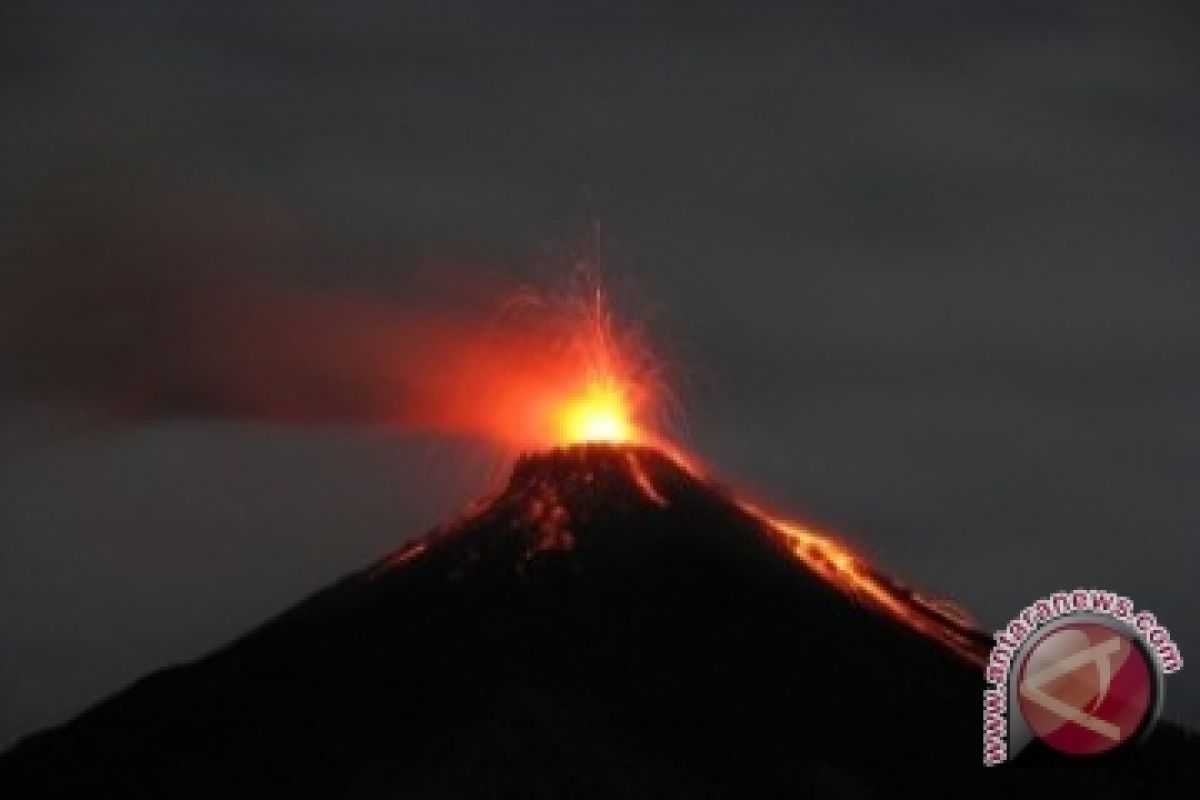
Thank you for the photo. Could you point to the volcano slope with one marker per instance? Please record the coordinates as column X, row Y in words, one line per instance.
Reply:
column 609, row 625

== == ==

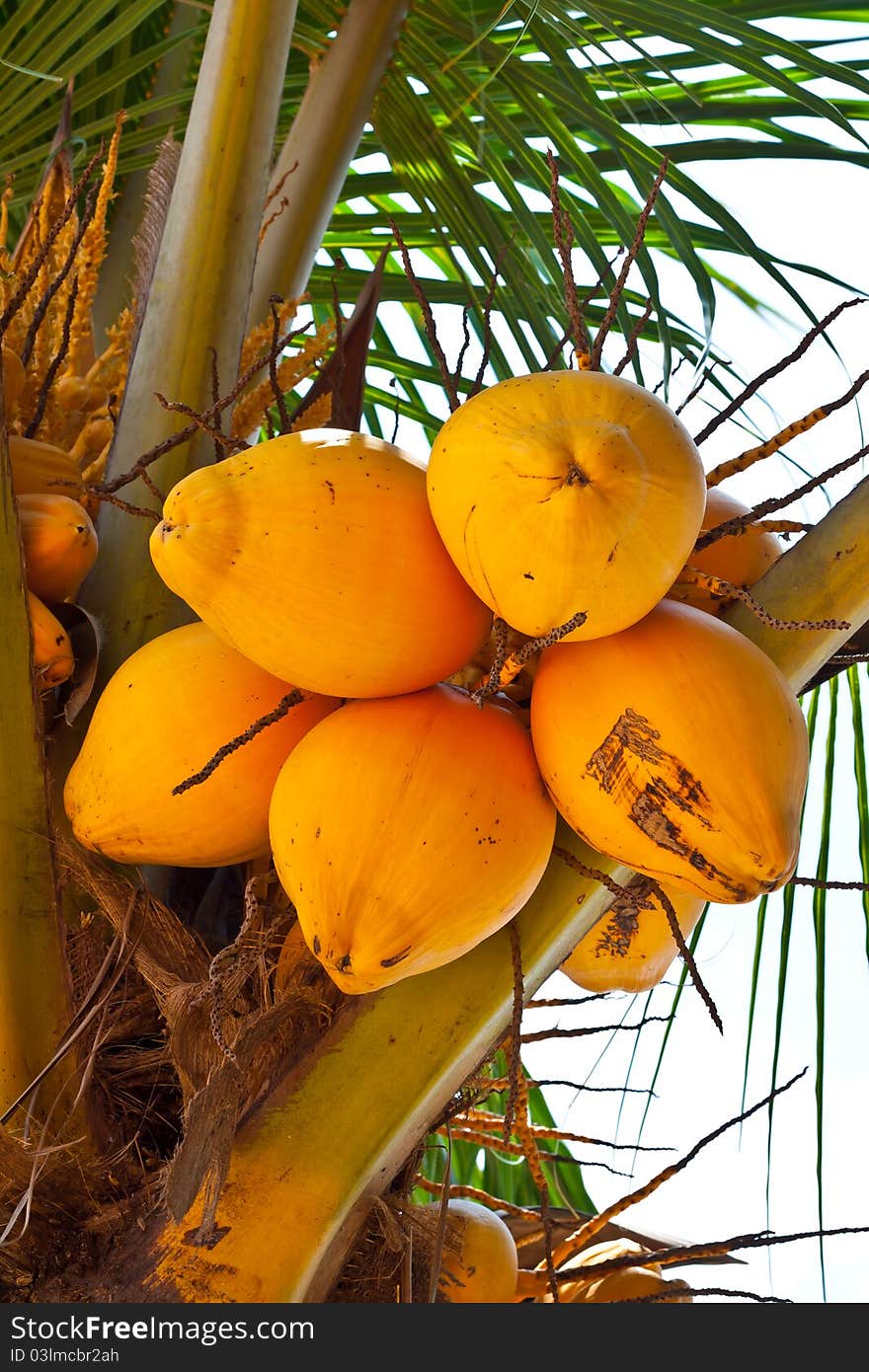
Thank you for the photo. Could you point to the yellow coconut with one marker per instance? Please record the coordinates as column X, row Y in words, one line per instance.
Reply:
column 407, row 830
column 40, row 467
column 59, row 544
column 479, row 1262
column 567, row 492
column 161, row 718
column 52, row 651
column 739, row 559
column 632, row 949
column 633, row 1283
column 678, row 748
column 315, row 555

== == ==

§ **STATED GOAL**: Please rewrite the records from the line containing "Thank you for the photo. Could you point to the yellow" up to and including the line containing "column 315, row 555" as a JSON list of strings, one string per line, leaving out any blank lines.

§ **TASK ANSWER**:
[
  "Thank you for the photo. Could you point to the yellow coconut with one marker per instance? Please record the coordinates as column X, row Y in words, one line per instance.",
  "Reply:",
  "column 407, row 830",
  "column 40, row 467",
  "column 59, row 544",
  "column 479, row 1262",
  "column 567, row 492",
  "column 161, row 718",
  "column 52, row 651",
  "column 739, row 559",
  "column 632, row 949",
  "column 633, row 1283",
  "column 678, row 748",
  "column 315, row 555"
]